§ PROBLEM TO WORK ON: Write the records out again, exactly as they stand below.

<<<<

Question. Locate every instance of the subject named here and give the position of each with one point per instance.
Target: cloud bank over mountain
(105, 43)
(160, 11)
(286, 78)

>>>>

§ RESPONSE:
Question. Locate every instance of the subject named here and give the position of each with one point per instance.
Target: cloud bank over mountain
(105, 43)
(160, 11)
(286, 78)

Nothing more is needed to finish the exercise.